----- MATERIAL SUPPLIED

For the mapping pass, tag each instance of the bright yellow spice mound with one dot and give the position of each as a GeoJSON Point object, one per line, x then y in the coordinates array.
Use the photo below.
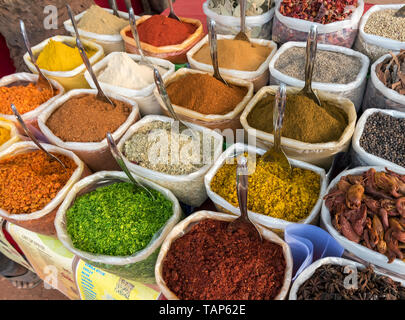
{"type": "Point", "coordinates": [272, 191]}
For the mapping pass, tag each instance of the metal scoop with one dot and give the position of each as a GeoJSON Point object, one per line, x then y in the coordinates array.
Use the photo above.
{"type": "Point", "coordinates": [172, 14]}
{"type": "Point", "coordinates": [32, 137]}
{"type": "Point", "coordinates": [309, 65]}
{"type": "Point", "coordinates": [243, 222]}
{"type": "Point", "coordinates": [119, 158]}
{"type": "Point", "coordinates": [276, 153]}
{"type": "Point", "coordinates": [42, 82]}
{"type": "Point", "coordinates": [242, 34]}
{"type": "Point", "coordinates": [100, 94]}
{"type": "Point", "coordinates": [212, 36]}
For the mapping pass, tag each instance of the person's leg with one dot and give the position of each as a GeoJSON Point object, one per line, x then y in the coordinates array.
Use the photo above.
{"type": "Point", "coordinates": [19, 276]}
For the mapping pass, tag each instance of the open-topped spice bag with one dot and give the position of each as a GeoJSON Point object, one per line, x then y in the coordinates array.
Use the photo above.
{"type": "Point", "coordinates": [79, 121]}
{"type": "Point", "coordinates": [164, 37]}
{"type": "Point", "coordinates": [201, 260]}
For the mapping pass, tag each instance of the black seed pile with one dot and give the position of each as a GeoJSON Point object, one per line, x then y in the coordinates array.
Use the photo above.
{"type": "Point", "coordinates": [384, 137]}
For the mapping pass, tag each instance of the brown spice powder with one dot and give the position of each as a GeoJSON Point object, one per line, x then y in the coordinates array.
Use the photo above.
{"type": "Point", "coordinates": [87, 119]}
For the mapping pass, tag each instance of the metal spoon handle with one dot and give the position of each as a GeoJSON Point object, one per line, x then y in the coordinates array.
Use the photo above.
{"type": "Point", "coordinates": [278, 114]}
{"type": "Point", "coordinates": [310, 56]}
{"type": "Point", "coordinates": [32, 137]}
{"type": "Point", "coordinates": [119, 158]}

----------

## [REQUIREMENT]
Return every one of the records above word for word, leaving out the pictures.

## [COMPLETE OUTPUT]
For the mapping pass, tag each instance of the bright yellow spice mound with one dot and give the position of each as a GeoJSON Point object, one per line, x then y in the coordinates array.
Use the photo below.
{"type": "Point", "coordinates": [272, 191]}
For the mapping pass, tag each instance of the metal scoop with one dot and give the position of each as a GeoJSON Point object, one per line, x then y in the coordinates array.
Use the photo above.
{"type": "Point", "coordinates": [172, 14]}
{"type": "Point", "coordinates": [32, 137]}
{"type": "Point", "coordinates": [309, 65]}
{"type": "Point", "coordinates": [243, 222]}
{"type": "Point", "coordinates": [119, 158]}
{"type": "Point", "coordinates": [276, 153]}
{"type": "Point", "coordinates": [42, 82]}
{"type": "Point", "coordinates": [242, 34]}
{"type": "Point", "coordinates": [100, 94]}
{"type": "Point", "coordinates": [212, 36]}
For the mapping pass, tag each instance of the person's leg with one dot and give the position of each as a GeoJSON Point object, one per line, x then y in the coordinates array.
Use the photo above.
{"type": "Point", "coordinates": [19, 276]}
For the mapping pass, tag each instance of the open-topped spice bag with one dot and give the position of each as a GeoJSON Point object, one per line, x then y in the coordinates array.
Use the photo above.
{"type": "Point", "coordinates": [79, 121]}
{"type": "Point", "coordinates": [164, 37]}
{"type": "Point", "coordinates": [201, 260]}
For the mapping pass, tag each instance of the black seed pile with one dot and give the position of each as a GeoJSON Point object, one per line, x then y in the coordinates array.
Use the photo above.
{"type": "Point", "coordinates": [384, 137]}
For the mapping pass, tag each instance of the brown spice powder with one dot and give the position of each as a GeoJSON Point object, one per line, x then y in the coordinates array.
Use the photo above.
{"type": "Point", "coordinates": [87, 119]}
For the mapping pass, tag each instance of the metal spoon handle with one dot and give the position of each as a GeoJSON Point object, one per line, x then y in the coordinates array.
Use the photo above.
{"type": "Point", "coordinates": [278, 114]}
{"type": "Point", "coordinates": [310, 56]}
{"type": "Point", "coordinates": [32, 137]}
{"type": "Point", "coordinates": [119, 158]}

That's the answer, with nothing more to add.